**AIM OF THE TASK:** Convert every line of the records into a numbered list, skipping blank lines and leaving the pictures out.

Stored data:
···

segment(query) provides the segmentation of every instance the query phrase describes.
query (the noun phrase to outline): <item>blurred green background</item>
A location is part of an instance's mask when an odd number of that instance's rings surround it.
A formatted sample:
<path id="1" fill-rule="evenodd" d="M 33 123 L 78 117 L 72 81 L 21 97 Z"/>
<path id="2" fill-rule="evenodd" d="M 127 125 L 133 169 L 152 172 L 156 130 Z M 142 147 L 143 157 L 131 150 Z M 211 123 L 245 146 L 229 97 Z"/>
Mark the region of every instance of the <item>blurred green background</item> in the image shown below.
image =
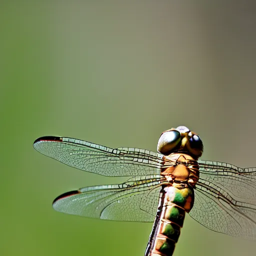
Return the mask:
<path id="1" fill-rule="evenodd" d="M 256 166 L 256 22 L 252 1 L 0 1 L 0 254 L 144 254 L 152 224 L 52 210 L 116 180 L 38 154 L 38 137 L 156 150 L 186 125 L 202 159 Z M 188 216 L 174 255 L 256 250 Z"/>

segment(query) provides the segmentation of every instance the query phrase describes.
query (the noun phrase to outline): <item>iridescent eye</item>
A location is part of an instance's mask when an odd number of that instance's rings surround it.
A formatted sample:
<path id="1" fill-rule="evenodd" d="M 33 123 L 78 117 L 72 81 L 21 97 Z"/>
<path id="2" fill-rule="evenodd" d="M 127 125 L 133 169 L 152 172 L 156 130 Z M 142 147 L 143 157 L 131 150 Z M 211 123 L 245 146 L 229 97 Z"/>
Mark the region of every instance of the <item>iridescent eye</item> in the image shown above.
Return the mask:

···

**SOLVED PROBLEM:**
1. segment(query) provides the segmentation of every instance the query phrase describes.
2. query (the noun phrase to outline): <item>blurred green background</item>
3. A location is part of an instance's mask when an odd number of that instance's rings surround it.
4. A formatted sample:
5. <path id="1" fill-rule="evenodd" d="M 33 123 L 78 117 L 72 81 L 21 97 Z"/>
6. <path id="2" fill-rule="evenodd" d="M 127 125 L 133 169 L 152 172 L 156 130 Z M 142 147 L 143 157 L 131 150 Z M 211 123 L 245 146 L 229 97 Z"/>
7. Mark the region of every instance of the <item>blurred green background</item> in the image shown below.
8. image =
9. Return the mask:
10. <path id="1" fill-rule="evenodd" d="M 256 166 L 256 22 L 252 1 L 0 1 L 0 254 L 144 254 L 152 224 L 52 210 L 116 180 L 38 154 L 38 137 L 156 150 L 186 125 L 202 159 Z M 188 216 L 174 255 L 256 250 Z"/>
11. segment(query) provides the segmentation of every instance the query phrase describes.
12. query (the noun phrase to outline): <item>iridescent eye</item>
13. A location is part of an instance's mask when an odd number of that instance's rings surround it.
14. A formatted sample:
15. <path id="1" fill-rule="evenodd" d="M 33 123 L 78 117 L 72 81 L 21 97 Z"/>
16. <path id="2" fill-rule="evenodd" d="M 127 125 L 133 169 L 152 172 L 156 130 Z M 142 147 L 143 157 L 131 150 Z M 211 123 L 245 146 L 229 97 Z"/>
17. Mark the region of every instance of the <item>iridescent eye</item> in the image shown above.
18. Return the mask:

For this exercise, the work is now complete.